= Beginning of Section =

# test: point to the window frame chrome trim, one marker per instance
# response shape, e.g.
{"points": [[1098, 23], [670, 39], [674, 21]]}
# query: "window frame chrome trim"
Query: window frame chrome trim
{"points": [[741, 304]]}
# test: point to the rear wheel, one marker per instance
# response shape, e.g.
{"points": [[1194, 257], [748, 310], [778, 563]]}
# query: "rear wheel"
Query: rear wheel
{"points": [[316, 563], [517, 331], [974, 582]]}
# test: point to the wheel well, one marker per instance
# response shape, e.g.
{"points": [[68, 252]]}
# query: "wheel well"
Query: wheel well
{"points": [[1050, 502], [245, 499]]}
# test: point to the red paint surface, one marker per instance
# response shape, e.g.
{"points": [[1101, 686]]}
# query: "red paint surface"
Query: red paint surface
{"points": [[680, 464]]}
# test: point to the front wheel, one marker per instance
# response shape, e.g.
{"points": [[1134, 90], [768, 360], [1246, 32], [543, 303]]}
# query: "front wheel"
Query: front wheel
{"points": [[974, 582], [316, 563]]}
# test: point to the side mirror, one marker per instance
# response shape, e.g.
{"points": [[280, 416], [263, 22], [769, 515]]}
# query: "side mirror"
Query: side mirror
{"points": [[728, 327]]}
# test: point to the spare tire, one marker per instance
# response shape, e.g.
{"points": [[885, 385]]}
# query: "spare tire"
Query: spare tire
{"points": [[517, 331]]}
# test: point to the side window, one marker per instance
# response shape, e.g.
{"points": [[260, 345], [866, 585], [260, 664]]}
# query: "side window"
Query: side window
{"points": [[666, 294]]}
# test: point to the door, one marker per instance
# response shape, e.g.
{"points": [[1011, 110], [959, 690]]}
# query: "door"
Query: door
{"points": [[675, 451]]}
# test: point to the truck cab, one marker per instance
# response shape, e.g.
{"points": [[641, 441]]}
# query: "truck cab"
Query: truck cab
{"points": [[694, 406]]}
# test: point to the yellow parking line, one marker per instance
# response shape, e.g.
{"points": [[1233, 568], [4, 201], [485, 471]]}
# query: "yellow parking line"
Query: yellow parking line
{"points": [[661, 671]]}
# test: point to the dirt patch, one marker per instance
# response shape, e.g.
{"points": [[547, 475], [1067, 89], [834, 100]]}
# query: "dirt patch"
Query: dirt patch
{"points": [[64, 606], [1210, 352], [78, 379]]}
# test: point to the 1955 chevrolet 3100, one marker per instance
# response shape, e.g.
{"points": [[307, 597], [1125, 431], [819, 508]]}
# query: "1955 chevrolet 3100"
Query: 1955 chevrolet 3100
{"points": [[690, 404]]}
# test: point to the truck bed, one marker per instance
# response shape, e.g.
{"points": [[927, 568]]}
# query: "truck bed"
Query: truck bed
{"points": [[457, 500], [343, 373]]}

= End of Section =

Work to complete: Copy the listing in full. Match it word for word.

Your solution:
# test: point to the window frame chrome trim, one marker per instance
# response shape, e.g.
{"points": [[1098, 23], [670, 39], [674, 21]]}
# query: "window frame chrome trim"
Query: window frame chrome trim
{"points": [[741, 304]]}
# test: point to the rear wheel, one marker per instance
# response shape, e.g.
{"points": [[1194, 257], [748, 310], [778, 563]]}
# query: "rear wheel"
Query: rear wheel
{"points": [[316, 563], [517, 331], [974, 582]]}
# test: point to the wheel well, one marker per instance
# response shape, e.g.
{"points": [[68, 252]]}
# query: "wheel well"
Query: wheel well
{"points": [[1050, 502], [245, 499]]}
# test: point to the red paint surface, one marker per instance
# response shape, e.g.
{"points": [[1101, 686]]}
# query: "red paint surface"
Query: red paint surface
{"points": [[680, 464]]}
# test: point to the front wheel, one marker per instance
# response shape, e.g.
{"points": [[1134, 90], [768, 360], [1246, 32], [543, 303]]}
# query: "front wheel"
Query: front wheel
{"points": [[974, 582], [316, 563]]}
# test: point to the side mirror, one marker per instance
# response shape, e.g.
{"points": [[280, 416], [263, 22], [769, 515]]}
# query: "side mirror"
Query: side mirror
{"points": [[728, 327]]}
# test: point to the spare tire, one marker per instance
# response shape, e.g.
{"points": [[885, 385]]}
# query: "spare tire"
Query: spare tire
{"points": [[517, 331]]}
# test: point to the side window, one marker per instance
# response shape, e.g.
{"points": [[260, 345], [866, 585], [260, 664]]}
# query: "side window"
Query: side window
{"points": [[666, 294]]}
# test: point to the door, one marker per instance
# response shape, e.g.
{"points": [[1011, 110], [959, 690]]}
# query: "door"
Query: door
{"points": [[675, 451]]}
# test: point to the truck cab, one marker per instance
# response shape, e.g.
{"points": [[641, 441]]}
# query: "truck cab"
Query: truck cab
{"points": [[694, 406]]}
# test: point to the yellow parking line, one marker per instance
# response shape, e.g.
{"points": [[1233, 568], [4, 201], [485, 471]]}
# query: "yellow parking line"
Query: yellow parking line
{"points": [[661, 671]]}
# test: point to the dirt patch, one marker per instance
# response shape, e.g.
{"points": [[547, 475], [1067, 89], [834, 100]]}
# query: "dirt patch"
Query: dirt patch
{"points": [[64, 606], [1210, 352], [78, 379]]}
# test: point to the 1955 chevrolet 3100, one marker per instance
# response shape, e.g.
{"points": [[307, 597], [1125, 431], [819, 508]]}
# query: "1955 chevrolet 3100"
Query: 1955 chevrolet 3100
{"points": [[690, 404]]}
# test: point to the truck bed, one marker per instance
# response shape, e.g.
{"points": [[927, 568]]}
# query: "truck bed"
Query: truck bed
{"points": [[457, 500], [343, 373]]}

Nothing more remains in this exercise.